Collect each line of the entries that holds the string "cloud".

::::::::::

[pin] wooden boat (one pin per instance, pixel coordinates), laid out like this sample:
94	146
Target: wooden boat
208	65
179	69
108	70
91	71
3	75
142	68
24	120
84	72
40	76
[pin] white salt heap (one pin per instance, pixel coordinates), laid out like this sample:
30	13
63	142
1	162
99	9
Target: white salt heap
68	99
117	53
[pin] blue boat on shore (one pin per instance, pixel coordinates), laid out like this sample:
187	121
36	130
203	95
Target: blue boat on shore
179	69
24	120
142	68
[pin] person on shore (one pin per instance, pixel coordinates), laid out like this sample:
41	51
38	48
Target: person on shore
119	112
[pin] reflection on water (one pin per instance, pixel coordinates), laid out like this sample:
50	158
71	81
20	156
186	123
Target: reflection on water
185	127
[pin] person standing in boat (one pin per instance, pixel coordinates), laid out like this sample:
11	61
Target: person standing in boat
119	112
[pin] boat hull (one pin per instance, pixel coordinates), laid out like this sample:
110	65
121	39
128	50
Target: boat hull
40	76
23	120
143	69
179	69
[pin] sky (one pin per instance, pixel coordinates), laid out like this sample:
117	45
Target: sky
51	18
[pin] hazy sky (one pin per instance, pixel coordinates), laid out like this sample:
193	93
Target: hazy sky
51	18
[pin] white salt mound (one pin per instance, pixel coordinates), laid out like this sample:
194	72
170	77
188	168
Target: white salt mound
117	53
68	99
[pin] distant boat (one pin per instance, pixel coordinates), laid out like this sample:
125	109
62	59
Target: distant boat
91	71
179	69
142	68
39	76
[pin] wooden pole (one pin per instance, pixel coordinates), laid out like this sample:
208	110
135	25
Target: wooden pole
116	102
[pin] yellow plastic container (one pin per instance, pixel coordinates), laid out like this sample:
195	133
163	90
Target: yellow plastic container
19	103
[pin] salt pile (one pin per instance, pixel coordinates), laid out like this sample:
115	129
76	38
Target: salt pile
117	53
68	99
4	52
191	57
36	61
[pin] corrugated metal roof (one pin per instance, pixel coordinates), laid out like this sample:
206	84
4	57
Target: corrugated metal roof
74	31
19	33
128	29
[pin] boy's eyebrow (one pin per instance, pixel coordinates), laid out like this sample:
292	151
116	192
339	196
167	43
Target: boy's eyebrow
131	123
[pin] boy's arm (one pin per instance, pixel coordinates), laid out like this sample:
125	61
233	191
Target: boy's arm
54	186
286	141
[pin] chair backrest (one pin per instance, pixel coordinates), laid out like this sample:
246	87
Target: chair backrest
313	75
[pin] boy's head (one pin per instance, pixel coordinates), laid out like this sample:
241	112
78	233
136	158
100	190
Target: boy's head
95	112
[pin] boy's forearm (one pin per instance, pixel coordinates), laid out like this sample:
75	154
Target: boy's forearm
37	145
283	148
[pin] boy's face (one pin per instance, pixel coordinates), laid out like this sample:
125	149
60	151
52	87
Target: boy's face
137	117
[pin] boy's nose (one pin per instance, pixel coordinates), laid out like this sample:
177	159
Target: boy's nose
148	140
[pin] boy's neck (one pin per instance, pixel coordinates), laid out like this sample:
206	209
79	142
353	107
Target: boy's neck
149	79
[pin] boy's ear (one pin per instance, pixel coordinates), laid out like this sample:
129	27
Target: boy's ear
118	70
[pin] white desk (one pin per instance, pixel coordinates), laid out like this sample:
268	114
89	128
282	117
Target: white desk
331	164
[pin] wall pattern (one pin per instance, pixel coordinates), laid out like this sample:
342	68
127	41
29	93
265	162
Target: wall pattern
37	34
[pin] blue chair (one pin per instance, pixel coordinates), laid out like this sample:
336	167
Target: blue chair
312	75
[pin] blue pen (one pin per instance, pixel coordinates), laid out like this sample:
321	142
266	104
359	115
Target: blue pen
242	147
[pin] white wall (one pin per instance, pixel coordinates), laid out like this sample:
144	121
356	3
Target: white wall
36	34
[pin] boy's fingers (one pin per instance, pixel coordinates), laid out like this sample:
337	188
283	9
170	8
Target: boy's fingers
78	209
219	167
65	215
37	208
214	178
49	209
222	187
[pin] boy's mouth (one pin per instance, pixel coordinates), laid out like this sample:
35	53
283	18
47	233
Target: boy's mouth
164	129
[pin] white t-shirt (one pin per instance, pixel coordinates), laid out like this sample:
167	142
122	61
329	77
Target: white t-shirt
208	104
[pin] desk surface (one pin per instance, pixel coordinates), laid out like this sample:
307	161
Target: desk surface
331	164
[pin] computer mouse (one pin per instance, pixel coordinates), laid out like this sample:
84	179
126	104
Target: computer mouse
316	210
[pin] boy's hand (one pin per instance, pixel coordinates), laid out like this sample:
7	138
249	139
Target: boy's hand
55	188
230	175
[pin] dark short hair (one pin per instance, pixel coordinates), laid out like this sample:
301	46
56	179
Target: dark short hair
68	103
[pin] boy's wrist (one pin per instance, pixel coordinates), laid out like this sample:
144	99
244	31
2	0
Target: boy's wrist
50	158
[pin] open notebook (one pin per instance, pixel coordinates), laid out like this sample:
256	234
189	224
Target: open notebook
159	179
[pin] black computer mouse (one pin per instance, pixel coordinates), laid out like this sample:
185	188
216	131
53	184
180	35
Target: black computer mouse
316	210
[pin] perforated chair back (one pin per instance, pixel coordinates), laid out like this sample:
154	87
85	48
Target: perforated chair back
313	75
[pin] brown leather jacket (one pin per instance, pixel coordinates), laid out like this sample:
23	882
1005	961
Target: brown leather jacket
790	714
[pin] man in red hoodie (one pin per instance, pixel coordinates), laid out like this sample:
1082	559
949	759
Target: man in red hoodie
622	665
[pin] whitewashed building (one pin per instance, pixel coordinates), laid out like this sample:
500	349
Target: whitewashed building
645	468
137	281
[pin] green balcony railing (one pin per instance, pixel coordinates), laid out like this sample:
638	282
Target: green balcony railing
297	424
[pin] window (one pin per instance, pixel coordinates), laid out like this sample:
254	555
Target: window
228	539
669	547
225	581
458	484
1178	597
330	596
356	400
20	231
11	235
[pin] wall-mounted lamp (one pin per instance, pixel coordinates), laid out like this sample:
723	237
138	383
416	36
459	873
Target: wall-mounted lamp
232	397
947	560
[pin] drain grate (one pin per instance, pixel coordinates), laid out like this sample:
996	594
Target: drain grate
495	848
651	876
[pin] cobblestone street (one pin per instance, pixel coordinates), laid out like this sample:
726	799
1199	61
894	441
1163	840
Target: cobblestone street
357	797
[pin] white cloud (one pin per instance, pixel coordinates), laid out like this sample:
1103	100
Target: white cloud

::::::::::

_EXERCISE OUTPUT_.
[pin] white cloud (one pin per instance, pixel coordinates), laid out like this sample:
Target: white cloud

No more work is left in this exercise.